- Teks Bacaan:
“Maek tidak hanya nagari kecil yang secara geografis dikelilingi oleh perbukitan sehingga membuatnya cukup terisolir, tapi juga dikelilingi beragam asumsi tentang sejarahnya yang tak kunjung terang. Hingga kini, Maek masih penuh misteri, belum terpecahkan tapi tidak juga terlupakan.”
Suatu sore yang cerah di penghujung bulan Agustus tahun 2014, saya dan Agus berkunjung ke Nagari Maek di Kabupaten Limo Puluh Kota. Untuk pertama kalinya saya menginjakkan kaki di Nagari seribu menhir ini setelah sekian tahun hanya membacanya melalui beberapa artikel.
“Ini namanya Situs Bawah Parit. Di sini ditemukan sekitar 300-an menhir, sebagian masih berdiri tapi kebanyakan sudah rebah,” cerita Pak Jusman, warga lokal yang menemani kami sore itu. “Sekitar 2 km ke arah timur sana juga ada Situs Balai Batu,” lanjutnya. “Tapi jumlah menhir di situ hanya 30-an saja. Di sana ada balai batu yang dibuat oleh kelompok manusia kedua.”
Pak Jusman lalu mengajak kami masuk ke dalam situs seluas hampir lapangan sepakbola itu. Ia menunjuk beberapa menhir yang memiliki ukiran hampir mirip dengan ukiran di rumah gadang.
“Kalau Balai Batu itu dibuat kelompok manusia kedua, lalu bagaimana dengan menhir-menhir ini, Pak, apakah dibuat mereka juga?” tanya Agus.
Agus teman saya yang unik. Anak muda yang tumbuh di keluarga yang masih memegang teguh tradisi Minang ini cukup rajin membaca laporan penelitian, tapi juga mengagumi dunia mistis dalam mengungkap sejarah Minangkabau.
“Bukan, jawab Pak Jusman. “Kalau menhir ini dibuat oleh manusia kelompok pertama,” lanjutnya. Ia kemudian menunjuk jauh ke arah barat, “Nah, kalau di Situs Padang Ilalang Jorong Ronah sana ada batu nisan seorang ulama, itu dibuat oleh manusia kelompok ketiga, leluhur kami.”
“Loh, jadi sebenarnya ada berapa kelompok manusia yang hidup di sini, pak, sejak kapan manusia pertama tinggal di sini dan seperti apa kehidupannya dulu?” pertanyaan Agus bertubi-tubi, tanpa memberi kesempatan Pak Jusman menjelaskan.

- Data Tersedia:

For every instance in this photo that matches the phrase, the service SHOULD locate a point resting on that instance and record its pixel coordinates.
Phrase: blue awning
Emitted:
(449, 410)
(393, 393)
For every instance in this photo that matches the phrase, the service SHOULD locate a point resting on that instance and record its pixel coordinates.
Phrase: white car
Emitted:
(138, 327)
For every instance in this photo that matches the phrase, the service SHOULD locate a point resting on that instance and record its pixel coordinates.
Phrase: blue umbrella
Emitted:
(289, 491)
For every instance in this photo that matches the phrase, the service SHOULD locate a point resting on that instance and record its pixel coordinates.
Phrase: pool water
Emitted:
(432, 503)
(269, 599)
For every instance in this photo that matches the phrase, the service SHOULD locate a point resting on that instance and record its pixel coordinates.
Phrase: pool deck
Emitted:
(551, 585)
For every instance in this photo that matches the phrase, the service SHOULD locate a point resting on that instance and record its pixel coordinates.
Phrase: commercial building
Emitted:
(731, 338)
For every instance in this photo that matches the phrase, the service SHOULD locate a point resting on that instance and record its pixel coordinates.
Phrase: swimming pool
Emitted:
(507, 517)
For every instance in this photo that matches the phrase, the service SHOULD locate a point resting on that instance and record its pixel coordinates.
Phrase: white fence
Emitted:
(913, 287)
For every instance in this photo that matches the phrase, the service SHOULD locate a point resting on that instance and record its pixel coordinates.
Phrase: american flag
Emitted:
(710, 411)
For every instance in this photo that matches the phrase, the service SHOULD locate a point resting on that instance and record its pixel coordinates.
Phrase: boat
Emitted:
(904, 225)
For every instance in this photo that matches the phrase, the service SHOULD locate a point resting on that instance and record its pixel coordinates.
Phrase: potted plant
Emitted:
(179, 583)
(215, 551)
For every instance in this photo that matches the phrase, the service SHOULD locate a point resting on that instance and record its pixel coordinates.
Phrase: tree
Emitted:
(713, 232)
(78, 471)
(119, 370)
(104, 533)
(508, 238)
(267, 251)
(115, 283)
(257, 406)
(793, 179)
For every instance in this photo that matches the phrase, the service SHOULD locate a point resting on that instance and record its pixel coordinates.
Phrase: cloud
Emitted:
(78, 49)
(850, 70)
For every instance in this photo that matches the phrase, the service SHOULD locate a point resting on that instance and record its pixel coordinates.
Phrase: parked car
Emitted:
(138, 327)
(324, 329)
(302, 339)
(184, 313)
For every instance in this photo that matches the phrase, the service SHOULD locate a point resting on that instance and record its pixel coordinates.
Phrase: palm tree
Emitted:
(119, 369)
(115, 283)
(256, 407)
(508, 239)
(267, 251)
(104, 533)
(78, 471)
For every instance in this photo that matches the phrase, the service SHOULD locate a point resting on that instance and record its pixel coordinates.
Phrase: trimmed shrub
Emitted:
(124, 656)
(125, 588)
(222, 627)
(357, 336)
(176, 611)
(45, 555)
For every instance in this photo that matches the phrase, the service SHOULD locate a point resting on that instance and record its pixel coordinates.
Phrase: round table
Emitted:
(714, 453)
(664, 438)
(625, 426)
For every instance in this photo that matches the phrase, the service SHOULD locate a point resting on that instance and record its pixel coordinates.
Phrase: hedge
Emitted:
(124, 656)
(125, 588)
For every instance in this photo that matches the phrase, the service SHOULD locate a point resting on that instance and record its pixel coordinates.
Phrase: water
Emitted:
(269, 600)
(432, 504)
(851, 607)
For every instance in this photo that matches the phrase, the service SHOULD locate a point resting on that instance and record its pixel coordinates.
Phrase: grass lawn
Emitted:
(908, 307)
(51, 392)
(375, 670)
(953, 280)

- Latihan A: Menurut teks bacaan tentang Nagari Maek, berapa kira-kira jumlah menhir yang ditemukan di Situs Bawah Parit?
- Latihan B: Salin bagian teks bacaan tentang Nagari Maek yang dimulai pada kata-kata "Pak Jusman lalu" dan berhenti setelah kata-kata "di rumah gadang.".
Baris-baris data di atas merupakan bahan yang terpisah dari teks bacaan.

- Jawaban A: Sekitar 300-an menhir.

- Jawaban B:
Pak Jusman lalu mengajak kami masuk ke dalam situs seluas hampir lapangan sepakbola itu. Ia menunjuk beberapa menhir yang memiliki ukiran hampir mirip dengan ukiran di rumah gadang.